[Start Extract to read]

Regardless, I always love a good discussion with TP. Thomas, as you may know, Lyle is free to offer and sell whatever wines he chooses for his weekly email at Grapes. I hope he finds some NYS wines to sell. I truly do. On Saturday, he was out at Red Hook, helping with Riesling.

Maybe, I am behind the times with my opinion. Maybe I am not. When I am buying wine for the store, I am looking for "QPR" (Quality to Price Ratio). This is at the $10 cost, $50 cost and $500 cost. I want our clients to be wowed. Interestingly enough, I tasted the lineup of Ravines last week, and purchased the Dry Riesling and Cabernet Franc. The Riesling is $15.99 retail and the CF is $18.99...offering very good value from the FLX for those varietals.

One thing that may be lost in all of this, is that my answers are just my opinions, not any facts. I have never tasted a LI Chard that has wowed me. I have not tasted every single one produced, but, for me, I have tasted enough. Show me that is good and worth it, and I will carry it. Millbrook, which is also not far from our store, is a prime example of what is wrong with NYS wine prices. The wines are decent but vastly overpriced. Why should I offer a customer a Millbrook Chard for $30 when they can drink better for $15? Show me value, and I will show you a P.O.

[End Extract to read]
[Start Given records]

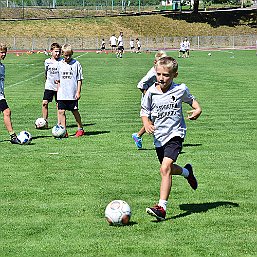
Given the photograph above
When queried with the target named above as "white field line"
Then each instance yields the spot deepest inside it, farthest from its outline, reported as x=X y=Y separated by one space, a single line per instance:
x=31 y=78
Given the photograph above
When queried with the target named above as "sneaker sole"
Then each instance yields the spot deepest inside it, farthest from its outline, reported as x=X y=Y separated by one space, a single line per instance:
x=150 y=212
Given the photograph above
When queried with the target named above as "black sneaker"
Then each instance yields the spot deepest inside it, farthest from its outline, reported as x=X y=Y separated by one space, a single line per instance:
x=157 y=211
x=14 y=139
x=191 y=178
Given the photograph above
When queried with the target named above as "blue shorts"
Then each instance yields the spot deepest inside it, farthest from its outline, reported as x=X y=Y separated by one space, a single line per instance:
x=3 y=105
x=171 y=149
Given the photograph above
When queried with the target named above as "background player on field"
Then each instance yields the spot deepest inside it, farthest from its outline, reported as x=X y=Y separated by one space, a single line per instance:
x=4 y=108
x=120 y=45
x=51 y=74
x=187 y=47
x=69 y=88
x=162 y=115
x=148 y=80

[End Given records]

▶ _To do_:
[1] In the comment on New York State wine, why does the writer refuse to offer a Millbrook Chard to customers? Please answer in one to three sentences.
[2] Continue the comment on New York State wine, picking up right after its final sentence.

▶ _Exercise responses_:
[1] The writer finds Millbrook's wines decent but vastly overpriced, and sees no reason to sell a customer a $30 Millbrook Chard when they can drink better for $15. Because the writer buys for quality to price ratio, Millbrook stands as a prime example of what is wrong with NYS wine prices.

[2]
Last year, I tasted (twice) the lineup of Macari wines. The cheaper label stuff was pretty dreadful. Their $40 to $100 wines were very very good. But, if it takes $40 to get me to a very good LI red, then put me in the "no thanks" category.

A few years ago, I was at a restaurant with about 8 other people. Channing Daughters Tocai Fruilano was on the list for about $45. This was shortly after David Schildknecht had done a very comprehensive report on LI wines. I bit...a couple of bottles for the group. My friends trust me to order the wines when we go out. After tasting, a few questioned the wine choice and a few others deemed it "passable." These were not my words but wine consumers looking for "value." It was a 90 point wine from DS, FYI. We had to order something else.

I am totally open minded to the idea of selling good value wines. If they are from NYS, great. If not, great too. I urge anyone to come into www.grapesthewineco.com and check out our selection before questioning it, though. We work very hard at what we do and I think it shows on the shelves!


I will respond to your post individually. I will let you know when I can make it out there. I did go to LI last summer and taste through 4 wineries.

As for your BDX comments...as critical as I am about NYS wines, I think that I have been more critical of Bordeaux. The region also suffers from a severe qualitative issue in the value category. So much so, that we have nothing from the region under $20/btlish.


If you can visit that would be great.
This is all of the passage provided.